Items from a dataset:
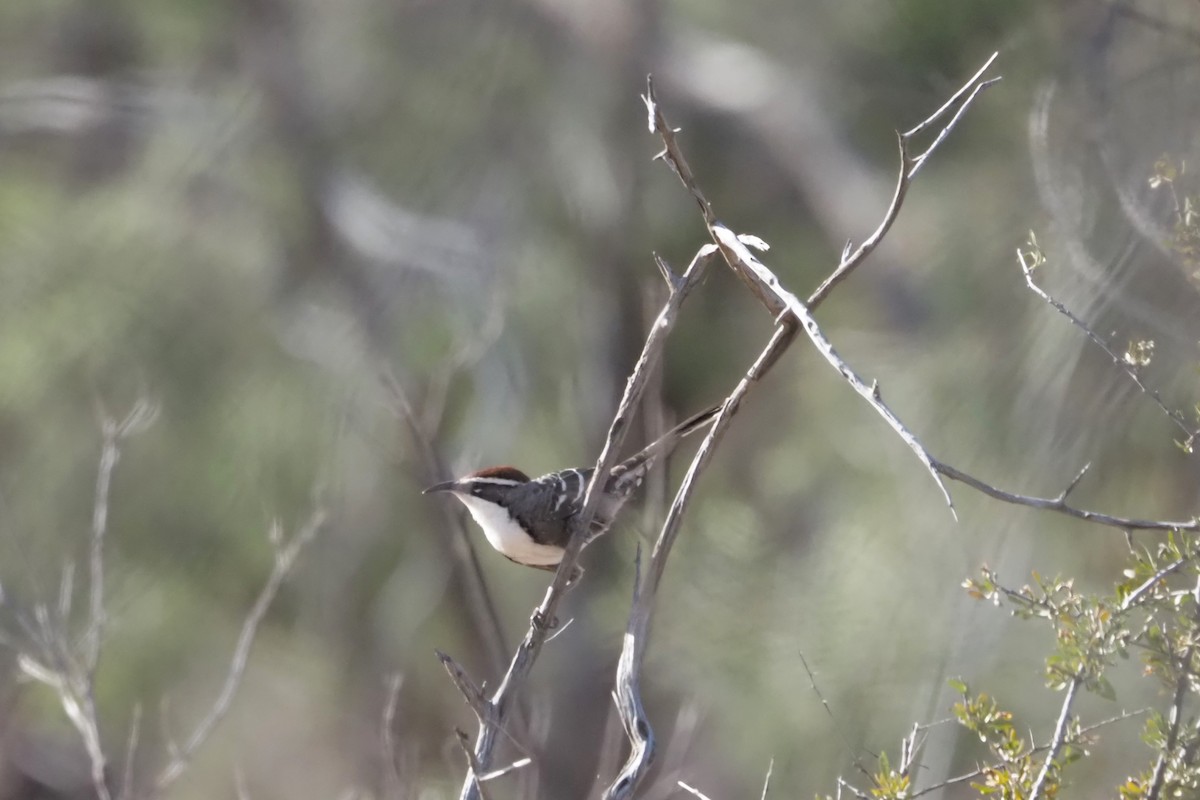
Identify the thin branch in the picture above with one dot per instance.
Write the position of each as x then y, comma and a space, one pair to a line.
1150, 583
813, 683
467, 687
481, 608
766, 782
1060, 505
766, 286
735, 251
1029, 262
131, 750
637, 629
531, 645
139, 417
1060, 737
693, 791
285, 558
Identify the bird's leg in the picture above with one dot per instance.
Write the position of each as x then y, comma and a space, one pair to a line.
537, 619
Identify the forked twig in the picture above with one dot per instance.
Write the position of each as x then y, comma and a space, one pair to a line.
790, 313
539, 627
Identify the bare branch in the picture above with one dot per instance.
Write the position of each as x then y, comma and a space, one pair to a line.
535, 637
131, 751
766, 782
813, 683
629, 704
472, 693
483, 611
285, 558
1060, 737
474, 771
141, 416
767, 288
693, 791
1060, 505
1031, 260
391, 781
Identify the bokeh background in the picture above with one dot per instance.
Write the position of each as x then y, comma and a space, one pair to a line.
249, 211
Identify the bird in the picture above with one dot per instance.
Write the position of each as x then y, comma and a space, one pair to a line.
528, 521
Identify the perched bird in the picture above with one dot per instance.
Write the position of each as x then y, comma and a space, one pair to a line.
529, 519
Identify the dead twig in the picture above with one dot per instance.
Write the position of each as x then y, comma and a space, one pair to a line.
535, 637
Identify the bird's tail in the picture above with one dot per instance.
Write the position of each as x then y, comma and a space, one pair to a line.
628, 474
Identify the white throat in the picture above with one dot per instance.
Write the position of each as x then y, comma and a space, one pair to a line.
505, 535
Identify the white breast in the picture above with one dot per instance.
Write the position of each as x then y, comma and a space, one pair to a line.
508, 536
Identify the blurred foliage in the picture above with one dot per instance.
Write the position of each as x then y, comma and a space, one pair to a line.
246, 210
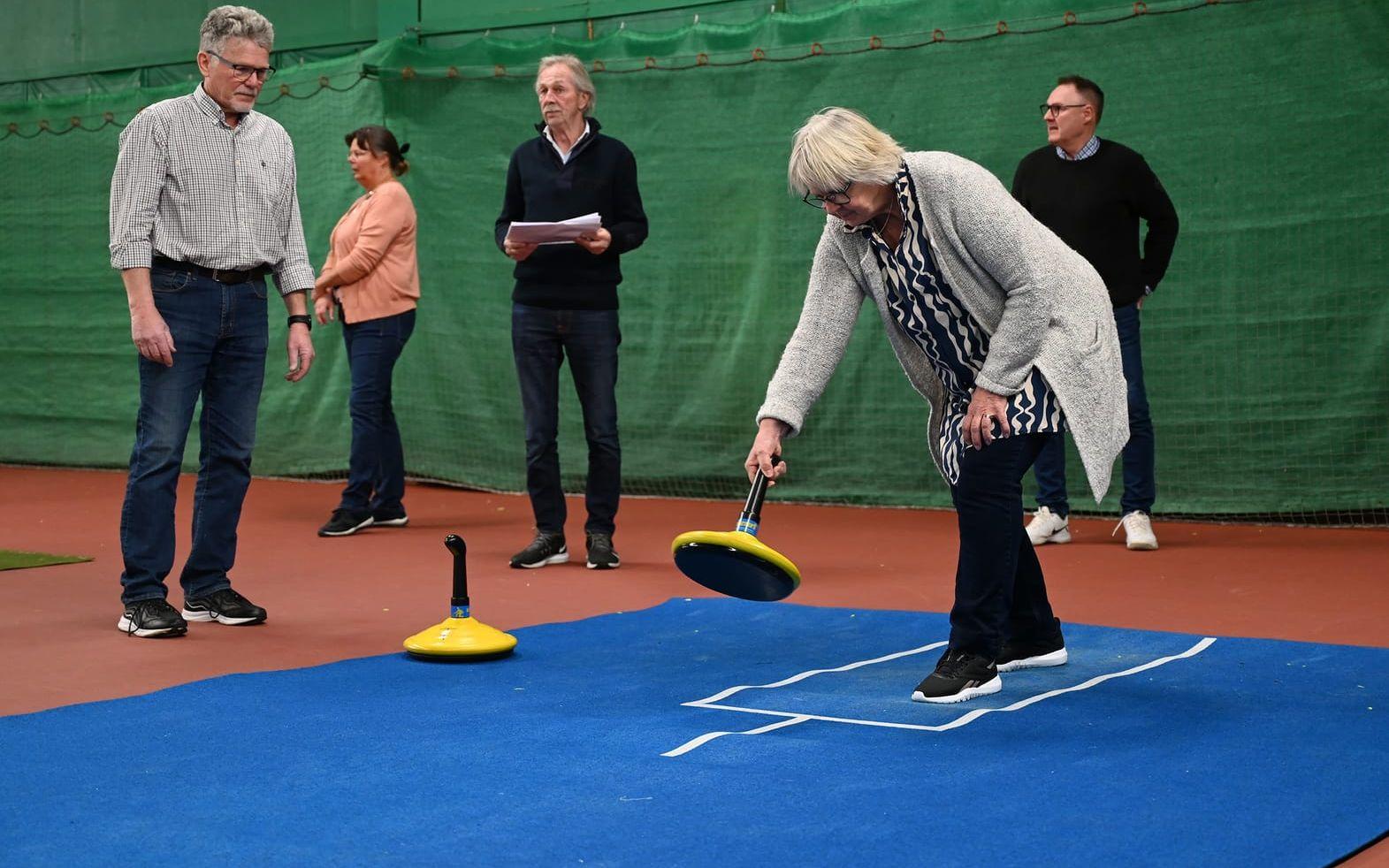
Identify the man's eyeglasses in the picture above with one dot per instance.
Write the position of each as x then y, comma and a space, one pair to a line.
838, 197
1058, 107
242, 71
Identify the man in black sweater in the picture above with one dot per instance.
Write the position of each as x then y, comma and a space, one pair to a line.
1092, 194
564, 303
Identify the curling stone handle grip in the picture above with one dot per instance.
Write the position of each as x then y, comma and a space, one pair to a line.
460, 568
752, 510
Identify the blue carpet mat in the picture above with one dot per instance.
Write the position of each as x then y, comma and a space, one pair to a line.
584, 749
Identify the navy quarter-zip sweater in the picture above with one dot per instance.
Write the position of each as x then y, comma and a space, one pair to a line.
599, 177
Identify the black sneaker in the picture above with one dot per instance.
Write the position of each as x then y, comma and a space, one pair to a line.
389, 518
544, 550
152, 620
600, 552
958, 676
225, 607
1033, 654
345, 522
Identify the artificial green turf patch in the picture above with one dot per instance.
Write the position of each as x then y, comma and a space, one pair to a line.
19, 560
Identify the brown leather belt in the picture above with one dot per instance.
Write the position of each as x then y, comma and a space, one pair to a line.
221, 275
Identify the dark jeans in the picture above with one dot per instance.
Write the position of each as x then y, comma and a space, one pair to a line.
540, 339
220, 337
377, 467
999, 589
1140, 453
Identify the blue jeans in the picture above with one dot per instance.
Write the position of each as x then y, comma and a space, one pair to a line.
540, 339
1000, 593
220, 338
377, 467
1140, 453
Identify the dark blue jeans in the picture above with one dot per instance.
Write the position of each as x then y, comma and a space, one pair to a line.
220, 338
999, 589
1140, 453
377, 467
540, 339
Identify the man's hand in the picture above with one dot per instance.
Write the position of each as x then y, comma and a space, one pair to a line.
764, 446
517, 250
595, 242
301, 349
325, 310
152, 335
985, 408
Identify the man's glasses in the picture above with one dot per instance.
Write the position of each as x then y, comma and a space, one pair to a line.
242, 71
1058, 107
839, 197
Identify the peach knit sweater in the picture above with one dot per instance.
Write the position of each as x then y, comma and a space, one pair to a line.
374, 249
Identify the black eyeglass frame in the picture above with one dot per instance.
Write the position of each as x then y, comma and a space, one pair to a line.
262, 72
1058, 107
838, 197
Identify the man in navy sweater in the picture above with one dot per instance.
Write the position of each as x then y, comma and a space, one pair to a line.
1092, 194
564, 303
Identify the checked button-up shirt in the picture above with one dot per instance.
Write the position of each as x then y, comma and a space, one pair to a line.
194, 189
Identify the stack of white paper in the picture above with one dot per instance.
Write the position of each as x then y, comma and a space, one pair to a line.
554, 233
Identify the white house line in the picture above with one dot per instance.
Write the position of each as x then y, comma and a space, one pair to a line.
724, 695
963, 720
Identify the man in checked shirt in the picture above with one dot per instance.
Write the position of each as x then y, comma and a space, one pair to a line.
203, 207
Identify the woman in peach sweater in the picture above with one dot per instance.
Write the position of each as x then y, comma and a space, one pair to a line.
372, 281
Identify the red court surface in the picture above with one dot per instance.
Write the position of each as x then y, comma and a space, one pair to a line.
332, 598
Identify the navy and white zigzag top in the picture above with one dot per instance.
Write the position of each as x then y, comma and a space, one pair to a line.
929, 313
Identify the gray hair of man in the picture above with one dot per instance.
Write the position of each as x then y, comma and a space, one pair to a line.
235, 22
836, 148
576, 72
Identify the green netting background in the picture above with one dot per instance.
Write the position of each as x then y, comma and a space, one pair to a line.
1265, 349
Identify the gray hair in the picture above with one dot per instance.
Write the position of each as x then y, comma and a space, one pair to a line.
235, 22
581, 77
836, 148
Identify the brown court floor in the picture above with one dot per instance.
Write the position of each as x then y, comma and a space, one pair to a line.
332, 598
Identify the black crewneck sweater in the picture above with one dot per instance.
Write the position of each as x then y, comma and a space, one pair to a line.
599, 177
1095, 204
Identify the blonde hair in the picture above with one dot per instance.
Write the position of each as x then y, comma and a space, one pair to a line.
836, 148
581, 77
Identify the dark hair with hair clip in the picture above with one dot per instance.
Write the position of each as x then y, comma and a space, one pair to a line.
381, 141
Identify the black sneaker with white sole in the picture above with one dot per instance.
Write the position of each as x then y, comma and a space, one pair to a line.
345, 522
600, 552
389, 518
152, 620
544, 550
958, 676
224, 607
1019, 654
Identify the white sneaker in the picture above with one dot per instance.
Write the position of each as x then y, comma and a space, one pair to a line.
1138, 530
1046, 527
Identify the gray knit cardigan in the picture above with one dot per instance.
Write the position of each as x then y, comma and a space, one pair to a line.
1041, 303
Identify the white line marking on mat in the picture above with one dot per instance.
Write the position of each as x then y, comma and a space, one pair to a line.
793, 717
708, 736
724, 695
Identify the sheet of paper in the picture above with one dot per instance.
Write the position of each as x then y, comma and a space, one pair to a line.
560, 232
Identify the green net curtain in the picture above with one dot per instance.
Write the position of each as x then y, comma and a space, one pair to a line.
1264, 347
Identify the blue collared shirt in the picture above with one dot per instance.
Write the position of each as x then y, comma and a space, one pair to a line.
1088, 150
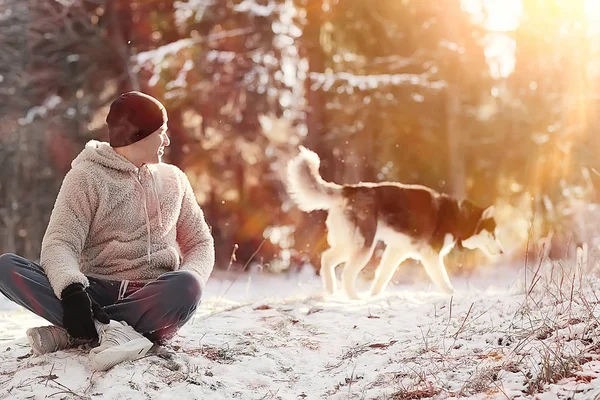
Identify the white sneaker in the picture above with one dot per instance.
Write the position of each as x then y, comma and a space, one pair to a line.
119, 342
48, 339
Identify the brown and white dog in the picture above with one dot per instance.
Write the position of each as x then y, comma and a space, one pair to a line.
412, 220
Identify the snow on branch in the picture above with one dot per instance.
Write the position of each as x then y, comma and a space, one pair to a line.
40, 111
326, 81
157, 55
252, 7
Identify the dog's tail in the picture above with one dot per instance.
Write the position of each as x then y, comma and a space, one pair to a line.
305, 185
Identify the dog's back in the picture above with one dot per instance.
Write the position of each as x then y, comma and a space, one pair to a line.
405, 209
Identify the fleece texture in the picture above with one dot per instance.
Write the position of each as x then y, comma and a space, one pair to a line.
114, 221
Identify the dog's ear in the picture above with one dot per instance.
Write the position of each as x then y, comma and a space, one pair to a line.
489, 212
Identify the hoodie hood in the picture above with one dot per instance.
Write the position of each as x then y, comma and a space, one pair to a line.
103, 154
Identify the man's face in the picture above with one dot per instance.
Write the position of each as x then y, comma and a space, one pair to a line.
152, 148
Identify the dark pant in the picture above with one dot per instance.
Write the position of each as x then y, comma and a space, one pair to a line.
156, 309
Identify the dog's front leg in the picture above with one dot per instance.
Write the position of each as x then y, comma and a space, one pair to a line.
330, 259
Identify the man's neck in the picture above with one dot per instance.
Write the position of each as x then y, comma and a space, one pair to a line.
130, 156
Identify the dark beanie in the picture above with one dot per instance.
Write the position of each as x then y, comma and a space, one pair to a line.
132, 117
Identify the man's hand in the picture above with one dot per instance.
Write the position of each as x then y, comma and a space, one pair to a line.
79, 311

### [EXERCISE]
Give back the lines above exactly, from the one with "Identify the hoodie" through the last line.

### [SOLUTION FOR THIS PROBLEM]
Identify the hoodie hood in the picture above with one dot per instance.
Write the position of each as x then y, comma and a space, one pair to a line.
103, 154
Identify the man's face in the picture above with one dot per instance.
Write the position of each as x then y, comma and a space, one pair to a line.
152, 148
Identify the dark pant in the picture above with one dot per instance.
Write the position of each as x then y, comma and a space, one pair to a line.
156, 309
Identify the dog's front leg in the picture above with one dot per instance.
Write the position of each as x then y, comma and a space, one pair to a line.
330, 259
Identify the man's neck in the picture above with one dot per instance.
Write the position of each as x then y, comma and a space, one pair to a line.
130, 156
Identify the dark beanie in the picture above with one dot per instance.
Write the position of each as x then y, comma and a space, one pair to a line.
132, 117
Identify the man's hand in the picture above with one dot per instance.
Write the position of each as x then y, comma and a space, one pair to a line.
79, 311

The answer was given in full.